RECORDS PROVIDED
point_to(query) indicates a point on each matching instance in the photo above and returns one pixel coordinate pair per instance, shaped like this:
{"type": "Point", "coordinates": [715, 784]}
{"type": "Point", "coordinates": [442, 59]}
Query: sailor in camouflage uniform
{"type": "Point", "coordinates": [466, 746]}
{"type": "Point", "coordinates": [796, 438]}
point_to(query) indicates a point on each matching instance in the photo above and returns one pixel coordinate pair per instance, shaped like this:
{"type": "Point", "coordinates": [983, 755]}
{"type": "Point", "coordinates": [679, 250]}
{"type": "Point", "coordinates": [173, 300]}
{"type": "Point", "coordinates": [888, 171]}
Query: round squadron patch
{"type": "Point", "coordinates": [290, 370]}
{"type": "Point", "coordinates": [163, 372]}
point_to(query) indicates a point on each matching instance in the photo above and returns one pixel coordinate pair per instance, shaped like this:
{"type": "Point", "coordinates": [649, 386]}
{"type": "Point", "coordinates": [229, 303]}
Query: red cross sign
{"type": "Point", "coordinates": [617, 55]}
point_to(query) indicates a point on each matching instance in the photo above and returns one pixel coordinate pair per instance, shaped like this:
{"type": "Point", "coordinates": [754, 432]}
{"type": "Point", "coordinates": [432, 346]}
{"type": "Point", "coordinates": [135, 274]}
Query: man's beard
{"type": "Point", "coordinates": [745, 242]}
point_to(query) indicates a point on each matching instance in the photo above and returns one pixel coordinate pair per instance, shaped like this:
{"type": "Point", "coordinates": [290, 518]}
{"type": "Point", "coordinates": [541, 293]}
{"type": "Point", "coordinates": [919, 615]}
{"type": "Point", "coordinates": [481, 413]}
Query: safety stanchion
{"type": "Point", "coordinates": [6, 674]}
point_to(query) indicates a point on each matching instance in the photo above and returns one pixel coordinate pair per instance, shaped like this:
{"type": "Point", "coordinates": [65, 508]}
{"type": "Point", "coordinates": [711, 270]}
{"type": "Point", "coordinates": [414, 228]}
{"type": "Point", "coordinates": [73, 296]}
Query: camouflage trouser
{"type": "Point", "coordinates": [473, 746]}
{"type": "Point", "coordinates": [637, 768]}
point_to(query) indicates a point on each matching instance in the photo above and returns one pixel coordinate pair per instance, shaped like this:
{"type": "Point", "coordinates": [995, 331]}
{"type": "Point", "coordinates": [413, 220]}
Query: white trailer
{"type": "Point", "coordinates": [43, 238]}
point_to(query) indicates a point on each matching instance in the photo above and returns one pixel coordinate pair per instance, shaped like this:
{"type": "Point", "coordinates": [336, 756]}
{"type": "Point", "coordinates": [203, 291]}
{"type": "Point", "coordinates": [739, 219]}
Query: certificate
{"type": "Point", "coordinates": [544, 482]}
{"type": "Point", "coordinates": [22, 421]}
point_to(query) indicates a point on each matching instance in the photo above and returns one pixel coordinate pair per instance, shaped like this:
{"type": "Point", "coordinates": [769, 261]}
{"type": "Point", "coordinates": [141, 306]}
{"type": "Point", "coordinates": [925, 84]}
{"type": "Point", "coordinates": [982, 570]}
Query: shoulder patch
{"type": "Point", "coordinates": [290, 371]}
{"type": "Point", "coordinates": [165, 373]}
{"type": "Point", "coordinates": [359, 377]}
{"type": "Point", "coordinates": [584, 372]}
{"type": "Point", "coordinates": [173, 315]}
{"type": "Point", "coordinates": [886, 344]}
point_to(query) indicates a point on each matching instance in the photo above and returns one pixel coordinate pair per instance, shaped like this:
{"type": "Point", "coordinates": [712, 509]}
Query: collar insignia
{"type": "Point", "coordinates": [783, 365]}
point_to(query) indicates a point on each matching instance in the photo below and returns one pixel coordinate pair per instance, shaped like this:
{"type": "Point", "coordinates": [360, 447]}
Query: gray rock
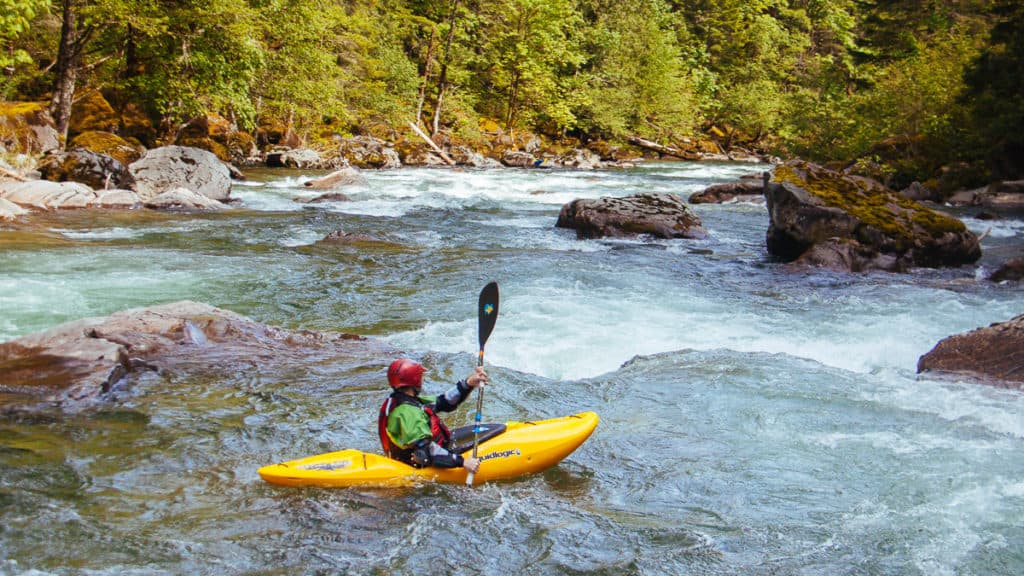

ABOUT THIS TASK
Line by line, reproduce the material above exactly, leaving each picture out.

SOLUTION FOR THIS EXERCISE
point_to(query) indicates a point on each matching instance in the photo above and returns one pixel coordinate pair per instance, shaped like this:
{"type": "Point", "coordinates": [715, 784]}
{"type": "Point", "coordinates": [442, 59]}
Query: sailor in camouflage uniform
{"type": "Point", "coordinates": [466, 746]}
{"type": "Point", "coordinates": [796, 438]}
point_to(query) indicates a point on each matching instance in the photo above and returns one pixel coordinate pair per instance, shaped like this:
{"type": "Point", "coordinates": [983, 755]}
{"type": "Point", "coordinates": [679, 250]}
{"type": "Point", "coordinates": [173, 300]}
{"type": "Point", "coordinates": [888, 171]}
Query: round squadron patch
{"type": "Point", "coordinates": [290, 370]}
{"type": "Point", "coordinates": [163, 372]}
point_to(query) indicates a point on each matching instance in the photo above and returns one pixel coordinate pair per instance, shaped like this:
{"type": "Point", "coordinates": [649, 386]}
{"type": "Point", "coordinates": [229, 303]}
Query: red cross sign
{"type": "Point", "coordinates": [617, 55]}
point_to(query) indicates a point on each matching instance in the photo above and returns one pixel coordinate pair per instance, shaped like this:
{"type": "Point", "coordinates": [754, 432]}
{"type": "Point", "coordinates": [432, 346]}
{"type": "Point", "coordinates": [135, 274]}
Query: man's beard
{"type": "Point", "coordinates": [745, 242]}
point_to(query) indicates a point on each matching instance in the photo above and returns one pixel coordinate pair per instance, shaped like this:
{"type": "Point", "coordinates": [290, 518]}
{"type": "Point", "coordinates": [541, 293]}
{"type": "Point", "coordinates": [919, 615]}
{"type": "Point", "coordinates": [481, 413]}
Query: safety stanchion
{"type": "Point", "coordinates": [6, 674]}
point_to(query) indicates a point on each matching instance in the photo above and returns one pixel coordinate pair per instance, shaped like this:
{"type": "Point", "coordinates": [65, 508]}
{"type": "Point", "coordinates": [711, 270]}
{"type": "Point", "coordinates": [414, 228]}
{"type": "Point", "coordinates": [73, 296]}
Query: camouflage trouser
{"type": "Point", "coordinates": [473, 746]}
{"type": "Point", "coordinates": [637, 768]}
point_to(query) indicates a point on each matching instance in the photo above and returns one pixel coordinate pair per instance, shaped like this:
{"type": "Point", "coordinates": [995, 331]}
{"type": "Point", "coordinates": [413, 220]}
Query: white trailer
{"type": "Point", "coordinates": [43, 238]}
point_to(query) indicates a point on each matching instance in the photo above and returns one pixel coordinate pair per instance, shaped like this:
{"type": "Point", "coordinates": [336, 756]}
{"type": "Point", "coordinates": [203, 291]}
{"type": "Point", "coordinates": [739, 219]}
Query: certificate
{"type": "Point", "coordinates": [544, 482]}
{"type": "Point", "coordinates": [22, 421]}
point_to(query) indicates a point on each matching instance in the photo above and returns one pixel coordinate pair per instance, shaped like this:
{"type": "Point", "coordinates": [769, 261]}
{"type": "Point", "coordinates": [141, 306]}
{"type": "Point", "coordinates": [925, 84]}
{"type": "Point", "coordinates": [982, 570]}
Query: shoulder patch
{"type": "Point", "coordinates": [290, 371]}
{"type": "Point", "coordinates": [165, 373]}
{"type": "Point", "coordinates": [359, 377]}
{"type": "Point", "coordinates": [584, 372]}
{"type": "Point", "coordinates": [173, 315]}
{"type": "Point", "coordinates": [886, 344]}
point_to(query) indicates a point on each matching instance in the photo above and returns one pixel coordinate pair per instance, shaped like this:
{"type": "Point", "coordinates": [712, 509]}
Query: collar insignia
{"type": "Point", "coordinates": [783, 365]}
point_to(query) indicates a point on each matching instance in the photo below and returns one pixel coordinate pair per instance, shaped like this:
{"type": "Point", "coordinates": [360, 447]}
Query: gray rock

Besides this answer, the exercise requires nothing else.